A creamy and flavorful one-pot dish featuring succulent chicken and perfectly cooked rice, making it a convenient family meal.
Prep Time 10 minutes
Cook Time 30 minutes
Total Time 40 minutes
Servings: 4 servings
Course: Dinner, Main Course
Cuisine: American, Comfort Food
Calories: 450

Ingredients
  

Main Ingredients
  • 1 pound boneless, skinless chicken thighs or breasts Use thighs for more flavor.
  • 1 cup long-grain rice
  • 2 cups chicken broth Use low-sodium if preferred.
  • 1 large onion, diced
  • 2 cloves garlic, minced
  • 1 cup frozen peas and carrots Or fresh veggies of your choice.
  • 1 teaspoon dried thyme
  • 1 teaspoon paprika
  • to taste Salt and pepper
  • 2 tablespoons olive oil
  • for garnish Fresh parsley Optional.

Method
 

Preparation
  1. In a large pot, heat olive oil over medium-high heat. Season the chicken with salt, pepper, thyme, and paprika. Add the chicken to the pot and sauté until browned on both sides (about 5-7 minutes). Remove and set aside.
  2. In the same pot, add the diced onion and minced garlic. Sauté until the onion is translucent, about 3-4 minutes.

Collected data:
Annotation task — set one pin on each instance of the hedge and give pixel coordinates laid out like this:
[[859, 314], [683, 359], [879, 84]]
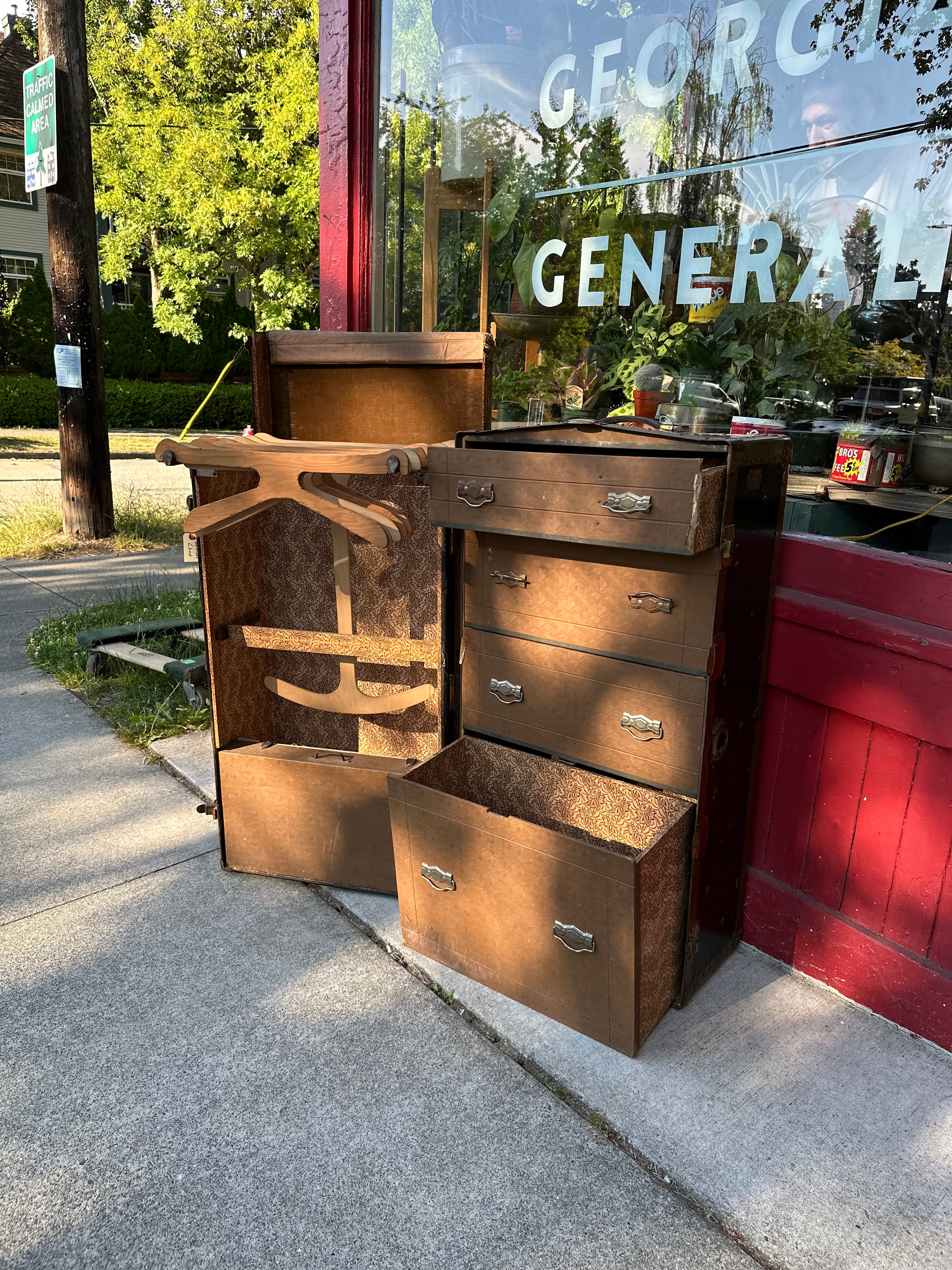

What you will do:
[a] Duplicate the part of the chicken and rice recipe starting with "Preparation" and going on through "and set aside.".
[b] According to the chicken and rice recipe, what is the reason given for choosing chicken thighs?
[c] Resume the chicken and rice recipe after its last preparation step and write the steps that follow.

Answers below:
[a]
Preparation
  1. In a large pot, heat olive oil over medium-high heat. Season the chicken with salt, pepper, thyme, and paprika. Add the chicken to the pot and sauté until browned on both sides (about 5-7 minutes). Remove and set aside.

[b] Thighs give more flavor.

[c]
  3. Stir in the rice and cook for another minute, allowing it to absorb the flavors. Then, return the chicken to the pot.
  4. Pour in the chicken broth and add the peas and carrots. Bring the mixture to a boil.
  5. Once boiling, reduce the heat to low, cover the pot, and let it simmer for about 20-25 minutes, or until the rice is tender and the chicken is cooked through.
  6. Fluff the rice with a fork, add salt and pepper to taste, and garnish with fresh parsley if desired. Serve hot and enjoy!

Notes

Feel free to swap out the veggies based on your preferences or what you have on hand, such as zucchini or corn. Browning the chicken adds layers of flavor that truly elevate the dish. Leftovers can be stored in an airtight container for up to 3-4 days.